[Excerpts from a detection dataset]
-*-

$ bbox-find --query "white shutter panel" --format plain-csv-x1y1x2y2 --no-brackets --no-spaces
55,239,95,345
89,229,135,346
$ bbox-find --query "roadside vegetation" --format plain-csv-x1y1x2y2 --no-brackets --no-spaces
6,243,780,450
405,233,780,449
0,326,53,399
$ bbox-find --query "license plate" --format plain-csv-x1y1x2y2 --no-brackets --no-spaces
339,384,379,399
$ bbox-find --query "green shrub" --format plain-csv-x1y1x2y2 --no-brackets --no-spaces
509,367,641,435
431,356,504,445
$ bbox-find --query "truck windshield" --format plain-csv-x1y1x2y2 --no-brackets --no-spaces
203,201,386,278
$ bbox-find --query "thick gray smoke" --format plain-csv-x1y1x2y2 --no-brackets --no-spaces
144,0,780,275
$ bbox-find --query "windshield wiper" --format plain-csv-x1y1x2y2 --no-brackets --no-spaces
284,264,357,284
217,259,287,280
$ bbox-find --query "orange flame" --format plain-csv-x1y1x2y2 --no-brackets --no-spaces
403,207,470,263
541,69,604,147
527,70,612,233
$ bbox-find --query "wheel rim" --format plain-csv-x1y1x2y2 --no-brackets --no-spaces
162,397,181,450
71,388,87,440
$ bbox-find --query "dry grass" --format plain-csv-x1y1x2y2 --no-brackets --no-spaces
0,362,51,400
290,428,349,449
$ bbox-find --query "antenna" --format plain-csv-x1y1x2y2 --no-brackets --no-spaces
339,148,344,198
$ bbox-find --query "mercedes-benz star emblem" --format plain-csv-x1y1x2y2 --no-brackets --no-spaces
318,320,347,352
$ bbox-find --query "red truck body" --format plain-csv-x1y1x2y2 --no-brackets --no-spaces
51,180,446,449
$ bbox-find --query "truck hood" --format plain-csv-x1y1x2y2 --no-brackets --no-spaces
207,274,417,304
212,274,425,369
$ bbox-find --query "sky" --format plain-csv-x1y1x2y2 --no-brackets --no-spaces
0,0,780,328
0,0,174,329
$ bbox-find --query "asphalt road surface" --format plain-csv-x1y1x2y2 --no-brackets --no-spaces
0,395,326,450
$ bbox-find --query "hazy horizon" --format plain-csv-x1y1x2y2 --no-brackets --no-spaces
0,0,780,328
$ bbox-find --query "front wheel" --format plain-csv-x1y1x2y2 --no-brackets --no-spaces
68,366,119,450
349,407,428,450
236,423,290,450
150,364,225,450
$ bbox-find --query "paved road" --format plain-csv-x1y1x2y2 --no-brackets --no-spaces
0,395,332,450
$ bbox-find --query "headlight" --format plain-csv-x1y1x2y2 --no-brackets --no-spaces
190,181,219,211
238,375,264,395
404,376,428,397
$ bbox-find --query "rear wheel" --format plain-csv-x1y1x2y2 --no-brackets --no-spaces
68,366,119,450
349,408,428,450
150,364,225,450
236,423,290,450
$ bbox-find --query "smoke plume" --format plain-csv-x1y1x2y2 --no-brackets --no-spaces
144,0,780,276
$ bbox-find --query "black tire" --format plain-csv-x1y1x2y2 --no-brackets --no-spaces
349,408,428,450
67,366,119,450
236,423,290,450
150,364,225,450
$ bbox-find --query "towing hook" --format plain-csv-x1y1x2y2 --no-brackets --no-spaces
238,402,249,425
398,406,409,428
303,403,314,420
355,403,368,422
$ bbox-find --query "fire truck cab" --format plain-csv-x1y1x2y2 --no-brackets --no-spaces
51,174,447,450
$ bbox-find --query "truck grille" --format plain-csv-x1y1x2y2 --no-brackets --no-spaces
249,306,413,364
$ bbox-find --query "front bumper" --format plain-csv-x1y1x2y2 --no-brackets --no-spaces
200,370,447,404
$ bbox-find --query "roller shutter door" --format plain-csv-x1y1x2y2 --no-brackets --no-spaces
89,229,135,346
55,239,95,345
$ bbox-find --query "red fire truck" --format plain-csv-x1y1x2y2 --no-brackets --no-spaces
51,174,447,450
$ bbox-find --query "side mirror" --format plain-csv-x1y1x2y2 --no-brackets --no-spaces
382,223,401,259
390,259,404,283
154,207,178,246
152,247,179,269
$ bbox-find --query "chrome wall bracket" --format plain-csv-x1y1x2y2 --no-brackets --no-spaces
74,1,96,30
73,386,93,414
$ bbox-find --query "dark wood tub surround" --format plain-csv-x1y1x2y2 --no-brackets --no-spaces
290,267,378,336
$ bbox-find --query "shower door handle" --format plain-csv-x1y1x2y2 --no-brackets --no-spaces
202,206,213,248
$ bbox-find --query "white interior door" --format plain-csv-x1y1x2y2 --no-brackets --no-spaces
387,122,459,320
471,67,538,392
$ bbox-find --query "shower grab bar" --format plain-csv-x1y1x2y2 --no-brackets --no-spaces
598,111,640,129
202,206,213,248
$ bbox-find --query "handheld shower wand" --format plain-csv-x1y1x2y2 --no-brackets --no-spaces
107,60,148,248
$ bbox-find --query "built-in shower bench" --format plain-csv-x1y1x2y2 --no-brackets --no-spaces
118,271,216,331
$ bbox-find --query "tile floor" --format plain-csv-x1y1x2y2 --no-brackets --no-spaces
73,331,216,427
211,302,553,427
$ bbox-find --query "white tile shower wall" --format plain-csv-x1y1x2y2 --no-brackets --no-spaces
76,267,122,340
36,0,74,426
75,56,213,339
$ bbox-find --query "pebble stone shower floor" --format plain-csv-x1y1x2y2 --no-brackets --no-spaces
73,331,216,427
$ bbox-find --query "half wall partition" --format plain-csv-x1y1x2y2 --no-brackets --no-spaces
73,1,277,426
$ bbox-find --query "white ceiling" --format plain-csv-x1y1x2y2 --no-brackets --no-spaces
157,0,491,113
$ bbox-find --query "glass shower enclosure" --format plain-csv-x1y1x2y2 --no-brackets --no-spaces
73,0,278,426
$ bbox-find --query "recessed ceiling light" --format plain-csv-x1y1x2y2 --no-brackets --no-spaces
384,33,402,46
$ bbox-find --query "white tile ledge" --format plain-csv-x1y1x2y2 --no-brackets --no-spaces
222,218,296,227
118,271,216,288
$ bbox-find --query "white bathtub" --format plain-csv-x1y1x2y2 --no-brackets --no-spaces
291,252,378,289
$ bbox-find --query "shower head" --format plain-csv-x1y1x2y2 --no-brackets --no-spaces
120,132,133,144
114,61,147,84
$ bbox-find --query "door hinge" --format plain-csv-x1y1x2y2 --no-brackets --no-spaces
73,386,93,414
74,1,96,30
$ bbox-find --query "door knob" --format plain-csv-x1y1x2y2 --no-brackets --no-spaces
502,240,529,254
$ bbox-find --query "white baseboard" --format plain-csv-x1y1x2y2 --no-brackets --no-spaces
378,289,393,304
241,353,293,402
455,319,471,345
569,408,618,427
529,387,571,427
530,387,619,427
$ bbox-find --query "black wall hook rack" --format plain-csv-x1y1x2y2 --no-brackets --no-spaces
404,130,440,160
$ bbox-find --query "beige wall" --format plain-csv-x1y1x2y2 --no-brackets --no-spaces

-*-

*EXERCISE GOAL*. Which lines in the entries above contain the string "wall"? Report each of those lines in full, treating uppercase and lowercase as different.

*RESPONSE*.
$ bbox-find --query "chrome wall bracket" --format plain-csv-x1y1x2y2 --no-brackets --no-spaces
$ bbox-find --query "white tile shower wall" --format plain-csv-x1y1x2y2 --no-brackets --no-spaces
$ bbox-find --query "half wall partition" --format plain-csv-x1y1x2y2 --no-brackets --no-spaces
$ bbox-find --query "black wall hook rack" --format plain-csv-x1y1x2y2 --no-brackets --no-spaces
$ bbox-find --query "beige wall" --format plain-csv-x1y1x2y2 --no-brackets --no-spaces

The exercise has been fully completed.